### Excerpt to read ###

March 31st was the official launch day. That day RCA Victor released no less than 76 albums and 104 singles in the new format, including 30 albums and 65 singles in Red Seal; 25 albums and 11 singles in Pops; 3 albums and 12 singles in Western; 5 singles in International; 15 albums and 1 single in Children's; 5 singles in Race. At this stage all these were also available in 78 rpm format. [Katuna]

 


 

First LP

The prototype of the LP was the soundtrack disc used by the Vitaphone motion picture sound system, developed by Western Electric and introduced in 1926. The maximum playing time of each side of a conventional 12in (30 cm) 78 rpm disc, slightly less than five minutes, was not sufficient. The disc had to play continuously for at least eleven minutes, long enough to accompany a full 1000 ft reel of 35 mm film projected at 24 frames per second. The disc diameter was increased to 16in (40 cm) and the speed was reduced to 33⅓ revolutions per minute. Unlike their smaller LP descendants, they were made with the same large 'standard groove' used by 78s. The groove started at the inside of the recorded area and spiralled outward. Like 78s, early soundtrack discs were pressed in an abrasive shellac compound, and played with a single-use steel needle held in a massive electromagnetic pickup with a tracking weight of five ounces.

From 1928 syndicated radio programming was distributed on 78 rpm discs, but the desirability of a longer continuous playing time soon led to the adoption of the Vitaphone soundtrack disc format for this purpose. 16in 33⅓ rpm discs playing about 15 minutes per side were used for most of these 'electrical transcriptions' beginning in about 1930. Initially, transcription discs were pressed only in shellac, but by 1932 pressings in RCA Victor's vinyl-based 'Victrolac' were appearing, which provided a much quieter playing surface.

###

■ **Tasks and exercises**:
1. In the LP history passage, copy the text from "From 1928 syndicated" to "quieter playing surface.".
2. According to the LP history passage, what was the name of RCA Victor's vinyl-based material for transcription discs?

### Records ###

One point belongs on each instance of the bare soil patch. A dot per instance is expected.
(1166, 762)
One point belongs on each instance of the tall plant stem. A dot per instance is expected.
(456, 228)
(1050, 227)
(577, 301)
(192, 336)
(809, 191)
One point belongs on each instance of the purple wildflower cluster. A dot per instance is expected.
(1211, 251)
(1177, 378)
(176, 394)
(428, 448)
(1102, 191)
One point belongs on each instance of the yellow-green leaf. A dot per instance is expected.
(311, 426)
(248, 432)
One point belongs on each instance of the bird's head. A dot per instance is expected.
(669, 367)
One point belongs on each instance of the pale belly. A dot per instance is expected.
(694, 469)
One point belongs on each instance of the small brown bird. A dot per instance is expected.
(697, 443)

###
### Records ###

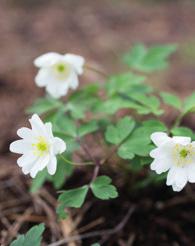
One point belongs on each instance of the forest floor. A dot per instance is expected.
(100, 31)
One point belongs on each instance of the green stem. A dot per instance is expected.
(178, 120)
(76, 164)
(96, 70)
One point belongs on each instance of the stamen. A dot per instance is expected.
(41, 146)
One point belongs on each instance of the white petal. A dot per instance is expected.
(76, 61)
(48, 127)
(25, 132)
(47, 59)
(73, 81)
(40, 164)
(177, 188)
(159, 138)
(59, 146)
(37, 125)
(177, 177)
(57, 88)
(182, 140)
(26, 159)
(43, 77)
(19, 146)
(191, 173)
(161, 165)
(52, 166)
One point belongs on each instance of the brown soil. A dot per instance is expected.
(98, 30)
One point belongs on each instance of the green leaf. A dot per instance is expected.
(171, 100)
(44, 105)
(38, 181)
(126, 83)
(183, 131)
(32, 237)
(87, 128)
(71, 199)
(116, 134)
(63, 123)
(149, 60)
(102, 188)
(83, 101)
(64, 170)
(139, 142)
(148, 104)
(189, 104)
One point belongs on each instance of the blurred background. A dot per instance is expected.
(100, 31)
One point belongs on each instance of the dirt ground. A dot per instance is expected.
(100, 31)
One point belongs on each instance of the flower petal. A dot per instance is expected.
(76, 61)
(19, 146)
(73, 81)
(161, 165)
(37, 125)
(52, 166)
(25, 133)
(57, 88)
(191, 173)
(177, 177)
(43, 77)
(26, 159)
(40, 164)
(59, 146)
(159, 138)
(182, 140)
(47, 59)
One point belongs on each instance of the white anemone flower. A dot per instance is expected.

###

■ **Solutions for each task**:
1.
From 1928 syndicated radio programming was distributed on 78 rpm discs, but the desirability of a longer continuous playing time soon led to the adoption of the Vitaphone soundtrack disc format for this purpose. 16in 33⅓ rpm discs playing about 15 minutes per side were used for most of these 'electrical transcriptions' beginning in about 1930. Initially, transcription discs were pressed only in shellac, but by 1932 pressings in RCA Victor's vinyl-based 'Victrolac' were appearing, which provided a much quieter playing surface.

2. Victrolac